## Aim
Turn every line of the rows below into a numbered list, leaving out any blank lines.

(Point annotation rows)
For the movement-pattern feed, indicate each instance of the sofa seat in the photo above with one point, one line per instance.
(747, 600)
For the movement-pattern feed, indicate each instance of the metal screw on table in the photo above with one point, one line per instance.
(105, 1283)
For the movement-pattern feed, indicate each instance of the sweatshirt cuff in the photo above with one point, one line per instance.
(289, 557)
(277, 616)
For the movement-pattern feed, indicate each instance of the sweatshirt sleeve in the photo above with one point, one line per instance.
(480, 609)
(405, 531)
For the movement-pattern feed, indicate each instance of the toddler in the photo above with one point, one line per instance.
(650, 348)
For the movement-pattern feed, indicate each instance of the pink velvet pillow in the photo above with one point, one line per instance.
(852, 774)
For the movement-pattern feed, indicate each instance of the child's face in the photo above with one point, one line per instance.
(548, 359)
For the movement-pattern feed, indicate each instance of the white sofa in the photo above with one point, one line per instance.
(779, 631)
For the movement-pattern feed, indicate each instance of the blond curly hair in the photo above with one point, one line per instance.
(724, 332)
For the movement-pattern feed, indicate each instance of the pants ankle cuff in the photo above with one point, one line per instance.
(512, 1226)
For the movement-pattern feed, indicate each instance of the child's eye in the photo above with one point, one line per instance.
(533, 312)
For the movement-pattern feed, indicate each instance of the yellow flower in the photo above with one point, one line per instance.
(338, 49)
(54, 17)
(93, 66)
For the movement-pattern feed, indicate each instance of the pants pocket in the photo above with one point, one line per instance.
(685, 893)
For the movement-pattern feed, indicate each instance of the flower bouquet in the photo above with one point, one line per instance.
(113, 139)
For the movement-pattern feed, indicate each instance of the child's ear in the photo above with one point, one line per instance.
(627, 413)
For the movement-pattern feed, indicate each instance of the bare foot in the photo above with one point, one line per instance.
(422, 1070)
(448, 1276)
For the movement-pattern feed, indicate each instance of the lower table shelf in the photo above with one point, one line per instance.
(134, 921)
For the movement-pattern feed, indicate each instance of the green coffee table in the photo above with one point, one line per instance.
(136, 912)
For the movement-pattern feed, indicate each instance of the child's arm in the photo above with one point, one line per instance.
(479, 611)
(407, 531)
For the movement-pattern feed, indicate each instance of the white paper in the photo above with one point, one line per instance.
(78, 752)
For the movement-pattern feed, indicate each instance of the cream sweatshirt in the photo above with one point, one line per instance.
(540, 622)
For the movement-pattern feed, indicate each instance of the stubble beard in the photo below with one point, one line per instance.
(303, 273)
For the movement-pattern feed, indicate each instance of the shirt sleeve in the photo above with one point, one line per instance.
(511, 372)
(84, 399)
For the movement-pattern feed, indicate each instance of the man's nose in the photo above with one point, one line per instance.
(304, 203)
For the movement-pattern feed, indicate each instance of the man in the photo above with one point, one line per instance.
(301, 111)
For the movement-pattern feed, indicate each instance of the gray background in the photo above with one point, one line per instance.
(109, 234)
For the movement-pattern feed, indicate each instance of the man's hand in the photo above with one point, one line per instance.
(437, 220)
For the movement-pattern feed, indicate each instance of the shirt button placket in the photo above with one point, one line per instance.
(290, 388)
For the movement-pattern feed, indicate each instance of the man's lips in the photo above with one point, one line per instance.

## Complete answer
1. For the movement-pattern feed, indicate each instance of the sofa seat in the photo above with one point, one line per instance.
2. (747, 600)
3. For the movement-pattern feed, indicate each instance of the metal screw on table in the photo above with one point, one line per instance.
4. (105, 1283)
5. For the movement-pattern feed, indicate each instance of the sweatshirt cuff in the photo above with one point, one line per instance.
6. (289, 557)
7. (277, 616)
8. For the movement-pattern feed, indicate each instance of the sweatshirt sleeve in the photo above with one point, one line per instance.
9. (480, 609)
10. (405, 531)
11. For the movement-pattern feed, indicate each instance of the toddler in the photo above with one point, one line per instance.
12. (650, 348)
13. For the movement-pattern feed, indicate each instance of the pink velvet pillow in the photo above with one point, one line per instance.
14. (852, 774)
15. For the movement-pattern feed, indicate each instance of the child's face in the photo above with one point, one line per instance.
16. (548, 359)
17. For the movement-pattern feed, indicate each instance of the white sofa in the photo above with one point, one line per instance.
18. (779, 631)
19. For the movement-pattern feed, indicate each instance of the blond curly hair in the photo above with one point, one line per instance.
20. (724, 332)
21. For the movement-pattern feed, indicate each instance of the pants ankle cuff in the photo above with one point, one line per instance.
22. (512, 1226)
23. For the movement-pattern feed, indicate each instance of the child's eye in the photo above with one point, one line per instance.
24. (533, 312)
25. For the movement-pattern feed, indicate each instance of the yellow flower in the photo above with one point, one line per instance.
26. (338, 49)
27. (54, 17)
28. (93, 66)
29. For the movement-pattern feed, indicate each instance of the pants pocket in the photo above with one point, one line per instance.
30. (685, 893)
31. For the movement-pattern feed, indicate each instance of the flower bouquet in the photo above with one point, one line per instance.
32. (113, 139)
33. For the movement-pattern feed, indicate each instance of the child's ear in the photo above with one point, one line per instance.
34. (627, 413)
35. For the movement-pattern feed, indicate each instance of the bare foot in the photo above with one point, one line per instance.
36. (422, 1070)
37. (448, 1276)
38. For the movement-pattern feed, indicate each instance of the lower table shelf in the photo above with one point, one line per instance.
39. (134, 921)
40. For the movement-pattern feed, indicate each instance of the green coffee table in the photo above with one point, one line per instance.
41. (136, 912)
42. For the movement-pattern feed, indicate each instance of the child's arm in the photo above with one point, one line per instance.
43. (479, 611)
44. (407, 531)
45. For the movement-pattern feed, indicate each instance of the white paper in the photo above with one point, one line per instance.
46. (78, 752)
47. For the movement-pattern feed, indicate each instance of the cream sweatshirt in the photo above with one point, one line per instance.
48. (540, 622)
49. For the movement-pattern feed, indicate each instance of the stubble beard in the photo below with one point, one line per instance.
50. (303, 273)
51. For the movement-pattern feed, indicate each instance of the shirt sleeve in the photo above with one point, one line per instance.
52. (511, 372)
53. (84, 399)
54. For the movement-pattern feed, indicate each instance of the man's nose in the photo above with one point, one line per instance.
55. (304, 203)
56. For the movement-pattern feed, indicate each instance of the man in the photo above with one point, one line per instance.
57. (301, 111)
58. For the movement-pattern feed, indicate each instance of the gray background in the photo above with one point, one line per instance.
59. (109, 234)
60. For the movement-pattern feed, indicate each instance of the man's hand in the photo above with one point, one line per instance.
61. (437, 220)
62. For the movement-pattern feed, indicate each instance of the shirt button placket in the photo above with one point, one line per instance.
63. (290, 388)
64. For the movement-pattern feed, indicate each instance of the man's lips in the photo above with one point, one line per instance.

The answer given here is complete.